# WORK INSTRUCTIONS
Please reproduce, exactly as given, the lines running from the start of the data to the line containing "positive clicks: (418, 987)", inclusive, and omit the pictures.

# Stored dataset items
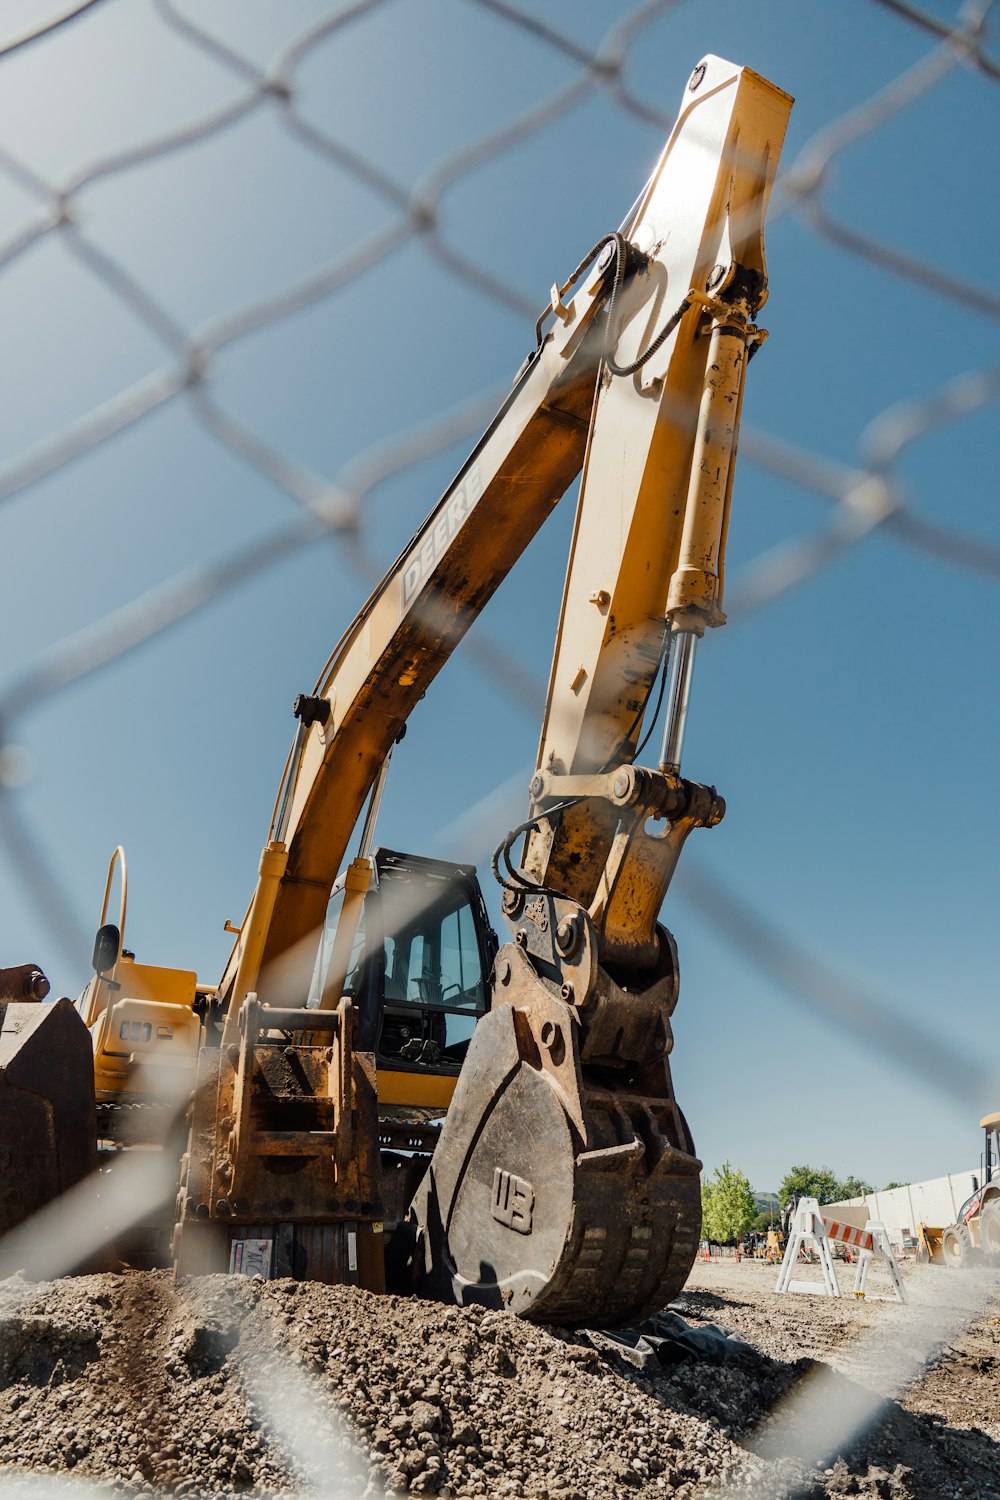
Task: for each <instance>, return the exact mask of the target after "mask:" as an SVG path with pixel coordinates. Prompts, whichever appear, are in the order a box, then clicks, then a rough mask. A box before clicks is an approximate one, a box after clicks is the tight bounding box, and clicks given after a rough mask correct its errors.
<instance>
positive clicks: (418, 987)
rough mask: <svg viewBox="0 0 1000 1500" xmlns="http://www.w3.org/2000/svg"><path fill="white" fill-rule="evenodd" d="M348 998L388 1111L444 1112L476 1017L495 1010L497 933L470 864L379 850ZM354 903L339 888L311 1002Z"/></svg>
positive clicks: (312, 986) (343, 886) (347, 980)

# WRITTEN SOLUTION
Task: for each <instance>, return the exact mask of the target after "mask:" as an SVG path with pixel coordinates. Prompts, whichever appear, are in the order a box, then clicks, then a rough mask. A box before clicks is an approximate one, a box after clicks is the tight bounding box, and clicks given after a rough mask correct its errors.
<instance>
positive clicks: (418, 987)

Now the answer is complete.